++++ Texte à lire ++++
Cette année, pour la première fois depuis le début de ma carrière, j’ai au sein de ma classe un élève atteint de surdité. Ne connaissant rien à ce type de handicap, j’ai passé un été très studieux pour découvrir et apprendre la LSF afin de l’intégrer au maximum à ma pratique et au projet de classe afin que cette expérience soit non seulement enrichissante pour moi mais aussi et surtout pour tous les élèves.
En juin dernier mes collègues d’ULIS m’ont informé qu’en septembre ma classe compterait le petit C. parmi ses élèves.
C. est sourd et appareillé. Malgré cela, il n’entend que très peu, ne s’exprime pas à l’oral, lit sur les lèvres et apprend la LSF pour communiquer.
Des élèves en grande difficultés scolaires ou porteur de handicap, j’en ai connu et eu en nombre depuis mes débuts. Mais des élèves atteint de surdité, jamais encore !
Mon cerveau a donc fait ce qu’il fait toujours quand il se retrouve face à un nouveau challenge : il a cogité !
Comment je vais faire pour l’accueillir ?
Je ne maitrise pas la LSF, comment vais-je faire pour communiquer avec lui ?
Et les autres élèves, comment vont-ils communiquer avec lui ? …
Et ce n’est qu’un tout petit aperçu de touuuuutes les questions qui me sont venues.
Il me fallait trouver des réponses à mes questions pour pouvoir aborder l’année « armée » et sereine.
Partant d’un postulat simple qui est que l’école en France se veut être de plus en plus inclusive, je me suis dit que je trouverais certainement des pistes d’informations et de documentation sur les sites officiels.
J’ai donc sorti mon petit PC, ouvert mon navigateur de recherche et me suis mise au boulot.
Et j’ai en effet trouvé pas mal d’articles sur la scolarisation des élèves sourds et malentendant !
Références sur le cadre d’accueil des élèves porteur de TFA
Sur le site du ministère, j’ai trouvé des informations sur les modalités d’accueil et d’enseignement, les dispositifs à mettre en place, etc …
J’ai aussi pris connaissance de l’état des lieux et des recommandations données par le Conseil Scientifique de l’EN sur la scolarisation des élèves sourds en France ICI.
L’ouvrage de la collection Repères Handicap dédié au même sujet donne également un cadre d’action et des pistes pour accueillir et enseigner aux élèves à TFA. (Je ne les retrouve plus les pages où j’avais trouvé ces documents sur le net alors je vous mets le document en lien direct).
Voici aussi la vidéo de présentation du rapport de CSEN
Sur le site du Réseau Canopé, j’ai pu trouver différents documents portant sur les troubles des fonctions auditives notamment les fiches CAP Ecole Inclusive très complètes et riches. Il en existe sur de nombreux sujets et je vous conseille vraiment d’aller y jeter un coup d’oeil.
Accueillir et Enseigner
Après toutes ces découvertes, je me sentais plus au point sur le cadre d’accueil des élèves porteurs de TFA.
Est-ce que je me sentais prête à démarrer l’année scolaire auprès de C. après tout cela ? Pas du tout !!!
Je ne pouvais pas dire que je n’avais rien appris durant ces nombreuses heures de recherche et de lecture mais je ne pouvais pas dire non plus que je me sentais prête à accomplir cette nouvelle mission au mieux.
++++
▶ **Liste des consignes**
[A] Selon le texte, en quel mois les collègues d'ULIS ont-ils annoncé que C. ferait partie de la classe ?
[B] Recopiez fidèlement le passage du texte qui commence par « Comment je vais » et se termine par « mise au boulot. ».
[C] Présentez sous forme de liste le paragraphe du texte qui commence par « C. est sourd et appareillé » en conservant ses informations principales.
La liste placée ci-après n'a aucun lien avec le texte.
++++ Données extraites ++++
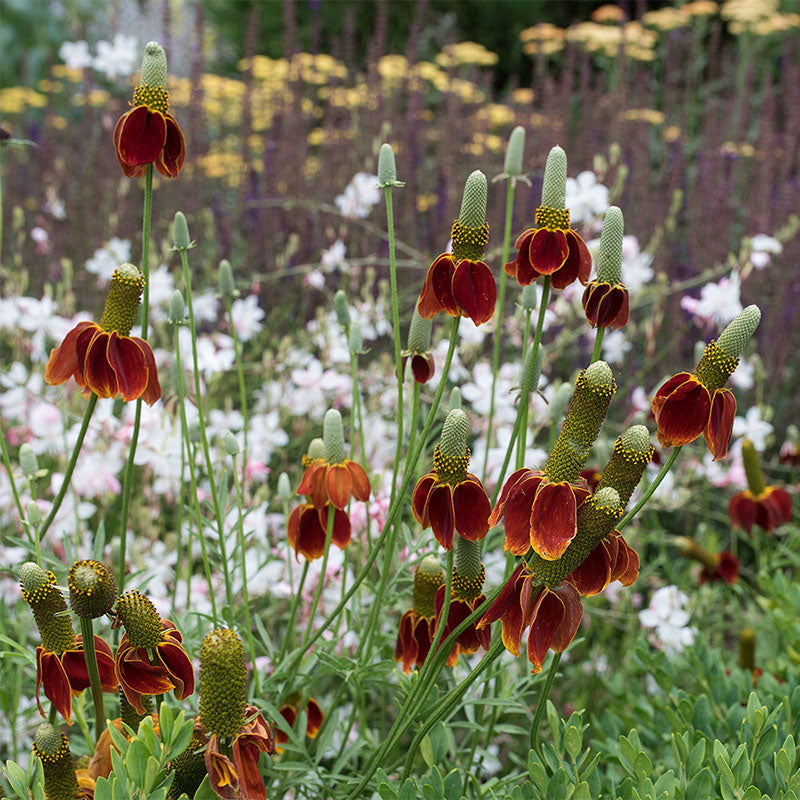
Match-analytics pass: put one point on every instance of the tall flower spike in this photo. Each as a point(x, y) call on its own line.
point(689, 404)
point(605, 299)
point(104, 358)
point(551, 247)
point(461, 284)
point(769, 507)
point(416, 628)
point(148, 133)
point(448, 498)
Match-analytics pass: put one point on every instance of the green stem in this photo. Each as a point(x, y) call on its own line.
point(321, 580)
point(648, 492)
point(398, 361)
point(598, 345)
point(87, 634)
point(542, 702)
point(237, 349)
point(87, 415)
point(203, 436)
point(394, 508)
point(193, 488)
point(127, 485)
point(243, 566)
point(292, 614)
point(522, 433)
point(501, 296)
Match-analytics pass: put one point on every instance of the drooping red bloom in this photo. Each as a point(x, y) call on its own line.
point(149, 134)
point(308, 526)
point(471, 639)
point(65, 675)
point(769, 509)
point(106, 363)
point(172, 671)
point(449, 499)
point(289, 711)
point(684, 408)
point(239, 778)
point(414, 638)
point(323, 482)
point(553, 615)
point(551, 248)
point(612, 560)
point(606, 305)
point(539, 513)
point(463, 288)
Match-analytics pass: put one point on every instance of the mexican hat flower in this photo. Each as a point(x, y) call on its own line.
point(769, 507)
point(330, 476)
point(60, 660)
point(551, 247)
point(689, 404)
point(237, 731)
point(148, 133)
point(460, 283)
point(417, 626)
point(423, 366)
point(104, 358)
point(540, 507)
point(606, 300)
point(150, 658)
point(290, 711)
point(307, 529)
point(448, 498)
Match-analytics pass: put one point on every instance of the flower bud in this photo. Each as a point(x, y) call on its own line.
point(177, 308)
point(516, 145)
point(554, 187)
point(333, 436)
point(180, 232)
point(225, 282)
point(231, 444)
point(223, 682)
point(28, 461)
point(92, 588)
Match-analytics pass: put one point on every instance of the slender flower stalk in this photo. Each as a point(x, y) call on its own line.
point(183, 243)
point(127, 484)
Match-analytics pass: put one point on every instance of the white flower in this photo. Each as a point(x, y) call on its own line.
point(359, 196)
point(247, 316)
point(119, 58)
point(615, 346)
point(668, 618)
point(719, 302)
point(586, 199)
point(752, 427)
point(75, 55)
point(763, 247)
point(334, 256)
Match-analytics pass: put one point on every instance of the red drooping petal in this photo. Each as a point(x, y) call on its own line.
point(553, 521)
point(440, 513)
point(474, 290)
point(63, 362)
point(339, 483)
point(681, 411)
point(437, 291)
point(720, 422)
point(472, 509)
point(99, 375)
point(361, 488)
point(548, 250)
point(129, 363)
point(170, 159)
point(153, 391)
point(141, 135)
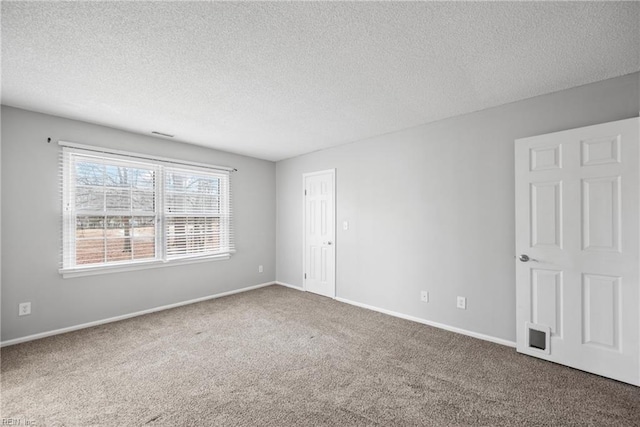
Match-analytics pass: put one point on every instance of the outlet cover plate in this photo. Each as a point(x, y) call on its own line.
point(424, 296)
point(24, 308)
++++
▶ **Réponses rédigées**
[A] En juin dernier.

[B]
Comment je vais faire pour l’accueillir ?
Je ne maitrise pas la LSF, comment vais-je faire pour communiquer avec lui ?
Et les autres élèves, comment vont-ils communiquer avec lui ? …
Et ce n’est qu’un tout petit aperçu de touuuuutes les questions qui me sont venues.
Il me fallait trouver des réponses à mes questions pour pouvoir aborder l’année « armée » et sereine.
Partant d’un postulat simple qui est que l’école en France se veut être de plus en plus inclusive, je me suis dit que je trouverais certainement des pistes d’informations et de documentation sur les sites officiels.
J’ai donc sorti mon petit PC, ouvert mon navigateur de recherche et me suis mise au boulot.

[C]
- C. est sourd et appareillé.
- Il n'entend que très peu.
- Il ne s'exprime pas à l'oral.
- Il lit sur les lèvres.
- Il apprend la LSF pour communiquer.